> [The task] Set down exactly, and only, the lines from the one with "Expected: one pin per instance of the wooden" to the final line of the entries, both included.

· · · · · · ·

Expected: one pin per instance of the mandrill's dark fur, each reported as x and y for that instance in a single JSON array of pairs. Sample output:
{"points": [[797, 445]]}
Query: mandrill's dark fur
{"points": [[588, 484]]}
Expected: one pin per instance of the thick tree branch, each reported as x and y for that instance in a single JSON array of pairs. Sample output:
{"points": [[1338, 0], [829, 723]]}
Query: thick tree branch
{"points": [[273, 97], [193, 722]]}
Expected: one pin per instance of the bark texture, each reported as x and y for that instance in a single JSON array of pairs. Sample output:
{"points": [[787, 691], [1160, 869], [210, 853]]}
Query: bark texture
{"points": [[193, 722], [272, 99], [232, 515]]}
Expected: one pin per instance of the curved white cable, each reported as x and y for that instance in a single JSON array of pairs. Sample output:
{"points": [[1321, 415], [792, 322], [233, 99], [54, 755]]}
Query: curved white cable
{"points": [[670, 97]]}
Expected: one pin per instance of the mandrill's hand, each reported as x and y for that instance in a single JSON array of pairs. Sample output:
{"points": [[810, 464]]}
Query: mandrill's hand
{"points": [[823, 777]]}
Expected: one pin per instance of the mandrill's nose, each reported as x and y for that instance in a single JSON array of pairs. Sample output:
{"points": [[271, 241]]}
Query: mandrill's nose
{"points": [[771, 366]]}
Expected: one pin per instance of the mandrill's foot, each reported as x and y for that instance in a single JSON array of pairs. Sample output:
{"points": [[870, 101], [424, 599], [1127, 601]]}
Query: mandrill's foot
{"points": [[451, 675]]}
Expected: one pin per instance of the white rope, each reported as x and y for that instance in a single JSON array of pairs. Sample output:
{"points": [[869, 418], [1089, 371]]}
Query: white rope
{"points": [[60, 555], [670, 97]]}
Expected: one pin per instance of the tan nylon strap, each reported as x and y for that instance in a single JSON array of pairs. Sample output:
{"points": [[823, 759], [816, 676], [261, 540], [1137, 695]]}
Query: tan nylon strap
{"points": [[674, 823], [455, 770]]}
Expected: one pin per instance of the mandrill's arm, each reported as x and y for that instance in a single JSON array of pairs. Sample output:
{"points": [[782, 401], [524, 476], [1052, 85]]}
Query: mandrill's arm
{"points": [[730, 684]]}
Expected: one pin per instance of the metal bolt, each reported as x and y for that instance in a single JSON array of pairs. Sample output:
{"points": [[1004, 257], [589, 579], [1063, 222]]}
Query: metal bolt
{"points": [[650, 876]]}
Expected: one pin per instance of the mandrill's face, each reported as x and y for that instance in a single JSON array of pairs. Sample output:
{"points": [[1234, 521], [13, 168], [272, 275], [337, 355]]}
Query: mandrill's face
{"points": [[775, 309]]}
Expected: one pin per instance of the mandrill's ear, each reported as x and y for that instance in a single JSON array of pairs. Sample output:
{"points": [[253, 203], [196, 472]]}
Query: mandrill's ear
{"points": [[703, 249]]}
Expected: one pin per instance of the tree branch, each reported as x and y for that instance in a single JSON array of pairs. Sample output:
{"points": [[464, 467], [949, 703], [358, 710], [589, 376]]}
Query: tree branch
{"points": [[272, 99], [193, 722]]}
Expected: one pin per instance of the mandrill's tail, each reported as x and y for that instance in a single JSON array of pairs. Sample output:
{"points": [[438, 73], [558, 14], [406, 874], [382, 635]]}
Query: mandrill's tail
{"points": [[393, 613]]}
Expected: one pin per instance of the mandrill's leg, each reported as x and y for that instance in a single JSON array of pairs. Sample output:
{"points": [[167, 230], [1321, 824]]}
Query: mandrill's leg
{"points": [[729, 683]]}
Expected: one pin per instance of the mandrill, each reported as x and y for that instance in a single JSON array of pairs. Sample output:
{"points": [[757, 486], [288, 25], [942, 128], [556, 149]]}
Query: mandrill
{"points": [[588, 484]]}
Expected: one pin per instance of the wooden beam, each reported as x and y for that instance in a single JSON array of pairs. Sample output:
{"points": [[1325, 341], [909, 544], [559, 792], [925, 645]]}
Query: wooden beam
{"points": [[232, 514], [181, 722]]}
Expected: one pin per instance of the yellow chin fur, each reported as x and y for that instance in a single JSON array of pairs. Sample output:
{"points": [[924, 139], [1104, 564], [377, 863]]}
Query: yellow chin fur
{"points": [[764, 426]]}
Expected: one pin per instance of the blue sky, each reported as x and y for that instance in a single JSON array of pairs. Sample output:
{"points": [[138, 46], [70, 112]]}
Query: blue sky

· · · · · · ·

> [Answer to the problem]
Expected: one pin per instance of the wooden beam, each reported as x and y for that instance in a single JSON array of pairs. Sample output:
{"points": [[1325, 341], [909, 544], [559, 792], [925, 645]]}
Query: wooden beam
{"points": [[232, 514], [181, 722]]}
Expected: one pin per instance of the yellow chin fur, each reported as x and y for that instance in a single JSON array of pairs. Sample output:
{"points": [[924, 139], [1104, 564], [377, 863]]}
Query: yellow chin fur
{"points": [[764, 426]]}
Expected: one pin per instance of the blue sky, each reported as x and y for that instance in a single JSON array of pairs. Sample output:
{"points": [[138, 46], [70, 112]]}
Query: blue sky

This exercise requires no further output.